### INSTRUCTIONS
1 > Reproduce the passage of the lens recommendation thread starting with "# Recommendations for" and going on through "about its performance.".
2 > For each statement below, say yes or no according to the lens recommendation thread, and quote the words that decide it.
(a) The original poster wants a lens for a 60D.
(b) The original poster will accept only a zoom lens.
(c) Albi86 calls the Zeiss 28mm f/2 inexpensive.
3 > List every username that appears in a post heading of the lens recommendation thread, naming each one once.

### DOCUMENT TEXT
___

# Recommendations for a fast sub-28mm lens for ~$1k?



## locke42 (Jun 11, 2012)

Right now, I have a 50mm f/1.4 USM and a 15-85mm f/3.5-56 USM. Both are great, but I'm finding myself wanting to do a lot of indoor wide angle shots with relatively low light. The 50mm is too tight, and the 15-85mm is too slow.

Does anyone have any recommendations for a fast, relatively affordable wide-angle lens for a 60D that might fit the bill? It need not be a zoom lens, but I would like it to be very fast (faster than f/2 if possible; definitely faster than f/3). I know Canon has a 28mm f/1.8 USM, but I've read a couple of mixed reviews about its performance.


----------



## wickidwombat (Jun 11, 2012)

tokina 11-16 f2.8?

http://www.ebay.com.au/itm/Tokina-AT-X-Pro-11-16mm-f-2-8-IF-DX-Canon-0954-/300600011835?pt=AU_Lenses&hash=item45fd282c3b


----------



## Albi86 (Jun 11, 2012)

Zeiss 28mm f/2? Expensive, but worth every penny.


----------



## bdunbar79 (Jun 12, 2012)

BozillaNZ said:


> Wide angle low light shallow DoF is FF's specialty. You just have to suck it up if you really crave for that effect.
> 
> 5D2/3 + 24L suits it perfectly.



Oh yeah!


----------



## bdunbar79 (Jun 12, 2012)

locke42 said:


> Right now, I have a 50mm f/1.4 USM and a 15-85mm f/3.5-56 USM. Both are great, but I'm finding myself wanting to do a lot of indoor wide angle shots with relatively low light. The 50mm is too tight, and the 15-85mm is too slow.

___

(Collected data entries)

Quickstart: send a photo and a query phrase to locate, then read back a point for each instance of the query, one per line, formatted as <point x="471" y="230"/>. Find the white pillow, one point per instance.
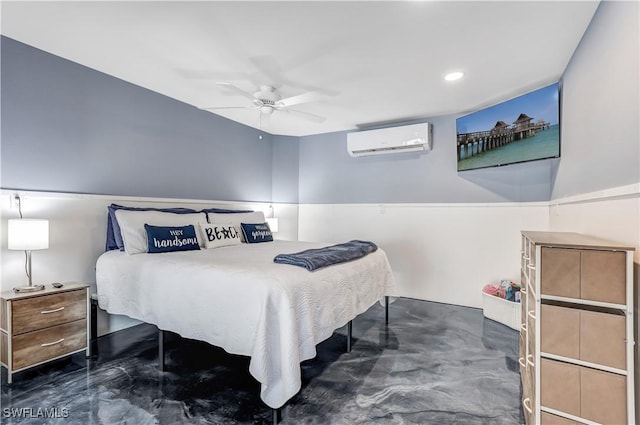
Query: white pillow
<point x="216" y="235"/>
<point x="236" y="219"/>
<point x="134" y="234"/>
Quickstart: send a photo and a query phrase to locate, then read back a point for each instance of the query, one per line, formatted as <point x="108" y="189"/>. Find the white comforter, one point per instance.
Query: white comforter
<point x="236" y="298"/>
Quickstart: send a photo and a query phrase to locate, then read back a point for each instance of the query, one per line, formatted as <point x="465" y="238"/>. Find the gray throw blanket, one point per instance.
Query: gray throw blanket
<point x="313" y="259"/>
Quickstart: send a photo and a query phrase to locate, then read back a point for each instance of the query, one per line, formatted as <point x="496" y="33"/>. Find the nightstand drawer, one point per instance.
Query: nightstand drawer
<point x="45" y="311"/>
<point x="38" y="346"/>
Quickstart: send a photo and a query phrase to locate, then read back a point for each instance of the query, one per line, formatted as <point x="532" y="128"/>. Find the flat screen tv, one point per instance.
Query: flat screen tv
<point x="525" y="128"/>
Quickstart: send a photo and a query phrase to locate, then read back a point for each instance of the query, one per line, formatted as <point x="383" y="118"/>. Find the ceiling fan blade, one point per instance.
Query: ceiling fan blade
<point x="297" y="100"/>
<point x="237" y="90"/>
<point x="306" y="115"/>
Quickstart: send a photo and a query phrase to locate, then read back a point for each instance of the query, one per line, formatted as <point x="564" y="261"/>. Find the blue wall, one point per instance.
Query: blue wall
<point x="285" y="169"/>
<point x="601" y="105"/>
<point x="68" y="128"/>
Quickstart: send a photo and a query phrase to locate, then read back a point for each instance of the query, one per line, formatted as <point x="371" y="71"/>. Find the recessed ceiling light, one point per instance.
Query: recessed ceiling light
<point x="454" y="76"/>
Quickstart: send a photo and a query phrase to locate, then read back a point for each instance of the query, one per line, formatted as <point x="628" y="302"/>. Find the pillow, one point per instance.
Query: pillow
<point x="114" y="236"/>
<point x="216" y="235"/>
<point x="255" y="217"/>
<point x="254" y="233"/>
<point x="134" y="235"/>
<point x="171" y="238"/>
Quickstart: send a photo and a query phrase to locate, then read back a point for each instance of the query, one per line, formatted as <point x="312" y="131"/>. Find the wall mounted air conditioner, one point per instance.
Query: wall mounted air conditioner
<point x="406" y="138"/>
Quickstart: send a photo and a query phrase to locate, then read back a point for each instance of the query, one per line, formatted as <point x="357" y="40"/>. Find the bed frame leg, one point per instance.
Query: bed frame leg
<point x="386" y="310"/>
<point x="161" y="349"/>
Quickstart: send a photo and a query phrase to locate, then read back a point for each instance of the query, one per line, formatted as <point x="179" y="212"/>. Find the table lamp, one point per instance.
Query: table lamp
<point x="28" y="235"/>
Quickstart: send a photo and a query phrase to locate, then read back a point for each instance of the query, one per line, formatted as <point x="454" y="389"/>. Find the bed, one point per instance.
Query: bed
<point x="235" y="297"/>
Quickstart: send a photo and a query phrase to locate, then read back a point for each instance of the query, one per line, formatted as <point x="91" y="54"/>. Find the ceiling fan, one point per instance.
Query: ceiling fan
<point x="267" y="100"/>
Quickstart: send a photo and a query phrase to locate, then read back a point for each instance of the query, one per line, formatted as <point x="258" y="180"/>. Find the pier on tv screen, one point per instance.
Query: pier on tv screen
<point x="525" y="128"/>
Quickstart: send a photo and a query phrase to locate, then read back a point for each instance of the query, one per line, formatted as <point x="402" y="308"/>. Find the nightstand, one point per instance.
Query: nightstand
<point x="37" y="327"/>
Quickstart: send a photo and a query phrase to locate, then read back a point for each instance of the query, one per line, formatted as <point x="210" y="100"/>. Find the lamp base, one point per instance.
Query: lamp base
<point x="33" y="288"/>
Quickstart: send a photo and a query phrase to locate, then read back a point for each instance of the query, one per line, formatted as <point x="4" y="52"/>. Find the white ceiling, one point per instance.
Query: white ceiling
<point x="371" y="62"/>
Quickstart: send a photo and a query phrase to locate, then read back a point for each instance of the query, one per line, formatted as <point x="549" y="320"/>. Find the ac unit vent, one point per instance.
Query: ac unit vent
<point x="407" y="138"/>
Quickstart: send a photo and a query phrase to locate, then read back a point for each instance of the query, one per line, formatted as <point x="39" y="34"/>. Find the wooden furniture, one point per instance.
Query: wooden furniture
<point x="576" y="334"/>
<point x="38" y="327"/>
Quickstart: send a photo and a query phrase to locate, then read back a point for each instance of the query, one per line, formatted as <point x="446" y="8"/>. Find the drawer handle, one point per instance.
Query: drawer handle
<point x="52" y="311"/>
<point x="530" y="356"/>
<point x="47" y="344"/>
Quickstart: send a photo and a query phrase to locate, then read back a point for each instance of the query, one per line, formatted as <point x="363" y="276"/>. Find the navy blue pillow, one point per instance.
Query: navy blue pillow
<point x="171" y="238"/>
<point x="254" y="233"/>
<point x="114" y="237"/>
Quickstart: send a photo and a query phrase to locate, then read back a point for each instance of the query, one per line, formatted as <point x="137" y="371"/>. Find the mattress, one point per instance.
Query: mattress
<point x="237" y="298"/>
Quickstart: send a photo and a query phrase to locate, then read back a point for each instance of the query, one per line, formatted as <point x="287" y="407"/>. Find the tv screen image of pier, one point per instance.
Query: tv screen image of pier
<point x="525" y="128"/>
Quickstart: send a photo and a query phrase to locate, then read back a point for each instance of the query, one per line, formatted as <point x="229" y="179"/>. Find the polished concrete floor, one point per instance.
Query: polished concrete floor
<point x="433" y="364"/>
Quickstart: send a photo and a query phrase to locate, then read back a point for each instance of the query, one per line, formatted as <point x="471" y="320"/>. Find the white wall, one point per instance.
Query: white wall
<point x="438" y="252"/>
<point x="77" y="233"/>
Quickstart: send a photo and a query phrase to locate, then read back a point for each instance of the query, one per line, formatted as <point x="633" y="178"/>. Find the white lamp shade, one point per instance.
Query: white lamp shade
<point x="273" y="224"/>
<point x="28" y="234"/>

___

### EXPECTED RESULTS
1 >
# Recommendations for a fast sub-28mm lens for ~$1k?



## locke42 (Jun 11, 2012)

Right now, I have a 50mm f/1.4 USM and a 15-85mm f/3.5-56 USM. Both are great, but I'm finding myself wanting to do a lot of indoor wide angle shots with relatively low light. The 50mm is too tight, and the 15-85mm is too slow.

Does anyone have any recommendations for a fast, relatively affordable wide-angle lens for a 60D that might fit the bill? It need not be a zoom lens, but I would like it to be very fast (faster than f/2 if possible; definitely faster than f/3). I know Canon has a 28mm f/1.8 USM, but I've read a couple of mixed reviews about its performance.

2 >
(a) Yes: "a fast, relatively affordable wide-angle lens for a 60D"
(b) No: "It need not be a zoom lens"
(c) No: "Expensive, but worth every penny."

3 > locke42, wickidwombat, Albi86, bdunbar79